Aus dem Englischen von Martin Reinecke, Annette Gabriel-Reinecke, Michael Bär, Thomas Kellersohn
und Peter Ripplinger.
VCH, Weinheim 1996.
416 Seiten, DM 68,-.

In ihren "News and Views" kommentiert die Wissenschaftszeitschrift "Nature" aktuelle Ergebnisse und Trends und ordnet sie in größere Zusammenhänge ein. Wer regelmäßig diese Rubrik liest, kennt die Beiträge des Redakteurs Philip Ball, eines britischen Chemikers und Physikers, der auch für "New Scientist" und andere Blätter schreibt. Supramolekulare Chemie, molekulare Erkennung, nanostrukturierte Werkstoffe – Themen, die zukunftsträchtig und im weiteren Sinne chemisch sind, hat er in "Nature" sachkundig und wortgewandt der wissenschaftsinternen Öffentlichkeit dargestellt. Mit dem vorliegenden Sachbuch wagt er sich an eine breitere Leserschaft.

Es gibt, grob gesprochen, zwei Möglichkeiten, die Distanz zwischen schwer verständlicher Wissenschaft und einem Publikum ohne Fachausbildung zu überbrücken: Der Prophet kann zum Berg gehen oder diesen zu sich bitten. Ball hat den zweiten Weg gewählt, und deswegen ist sein Buch so lang geworden. Er bietet dem, der nicht Chemie studiert hat, einen Nachholkurs an. Rund drei Viertel der mehr als 400 Seiten sind Lehrbuchstoff, den man kennen muß, wenn man das restliche Viertel – spannend, aber auch anspruchsvoll präsentierte Ergebnisse aktueller Forschung – verstehen will.

--------------------

ZU BEARBEITEN:
**A.** Beantworte diese Fragen zur Buchbesprechung:
(i) Welche Zeitschrift außer „Nature“ wird mit Namen genannt, für die Philip Ball schreibt?
(ii) Bei welchem Verlag, an welchem Ort und in welchem Jahr ist das Buch erschienen?
(iii) Wie viel der Seiten ist laut Besprechung Lehrbuchstoff?
**B.** Schreib den Teil der Buchbesprechung zwischen „Aus dem Englischen“ und „eine breitere Leserschaft.“, beide eingeschlossen, wortgetreu ab.
Die Datensätze braucht man hier nicht.

VORHANDENE DATEN:
--------------------

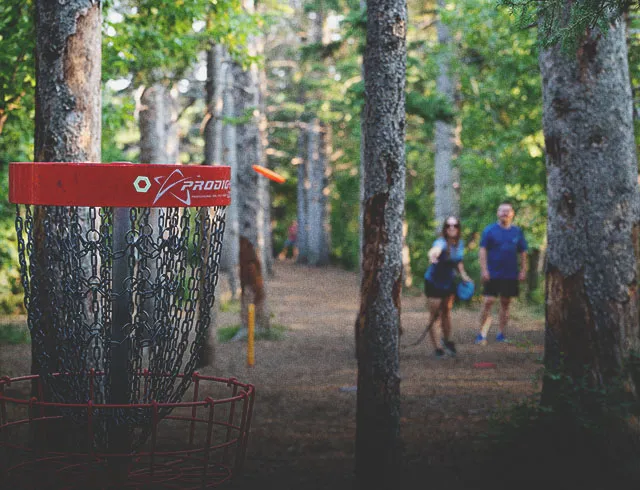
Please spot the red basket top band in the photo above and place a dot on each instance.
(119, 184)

--------------------

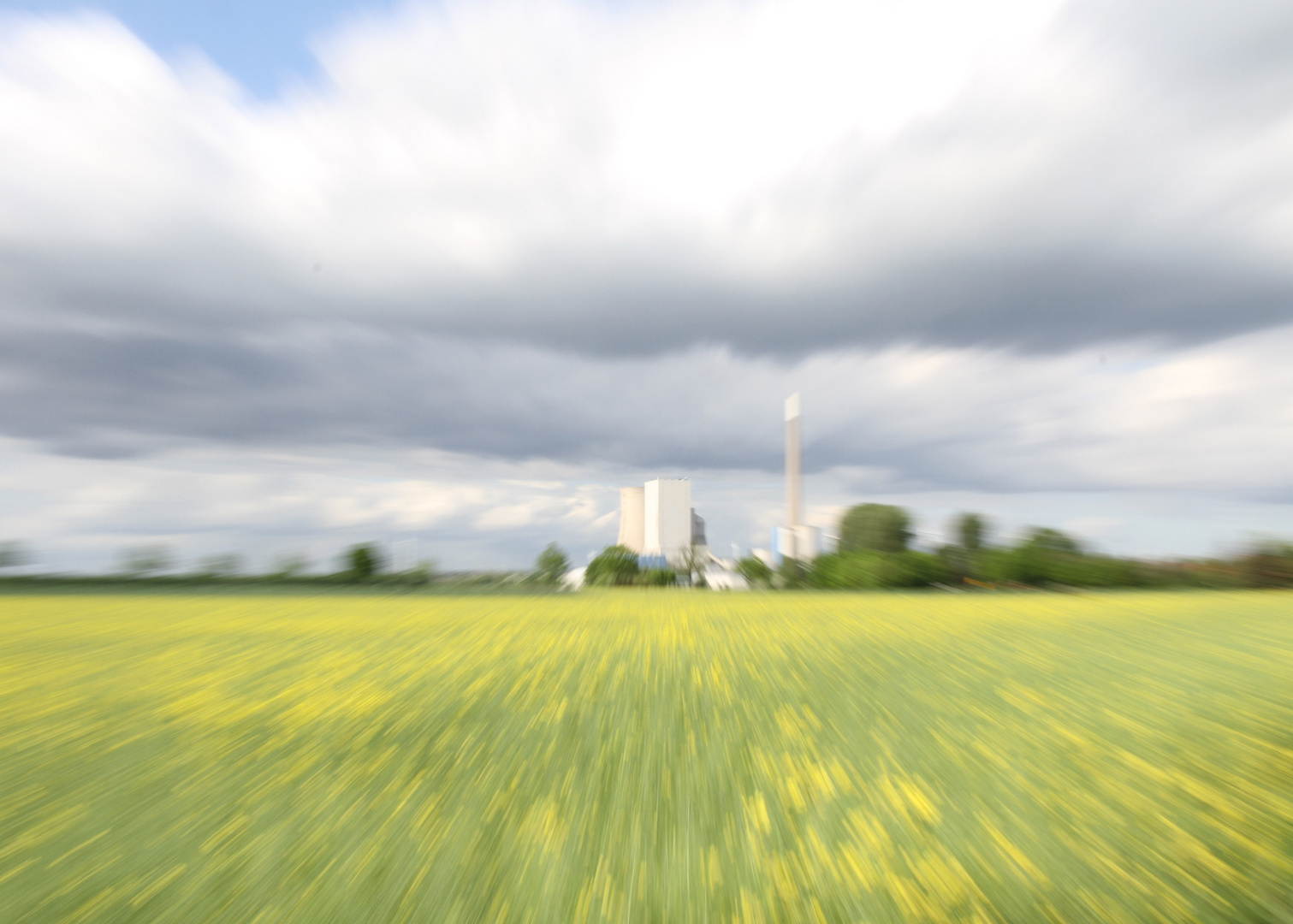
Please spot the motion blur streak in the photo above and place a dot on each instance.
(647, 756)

--------------------

ERGEBNISSE JE AUFGABE:
**A.**
(i) „New Scientist“
(ii) VCH, Weinheim, 1996
(iii) Rund drei Viertel

**B.**
Aus dem Englischen von Martin Reinecke, Annette Gabriel-Reinecke, Michael Bär, Thomas Kellersohn
und Peter Ripplinger.
VCH, Weinheim 1996.
416 Seiten, DM 68,-.

In ihren "News and Views" kommentiert die Wissenschaftszeitschrift "Nature" aktuelle Ergebnisse und Trends und ordnet sie in größere Zusammenhänge ein. Wer regelmäßig diese Rubrik liest, kennt die Beiträge des Redakteurs Philip Ball, eines britischen Chemikers und Physikers, der auch für "New Scientist" und andere Blätter schreibt. Supramolekulare Chemie, molekulare Erkennung, nanostrukturierte Werkstoffe – Themen, die zukunftsträchtig und im weiteren Sinne chemisch sind, hat er in "Nature" sachkundig und wortgewandt der wissenschaftsinternen Öffentlichkeit dargestellt. Mit dem vorliegenden Sachbuch wagt er sich an eine breitere Leserschaft.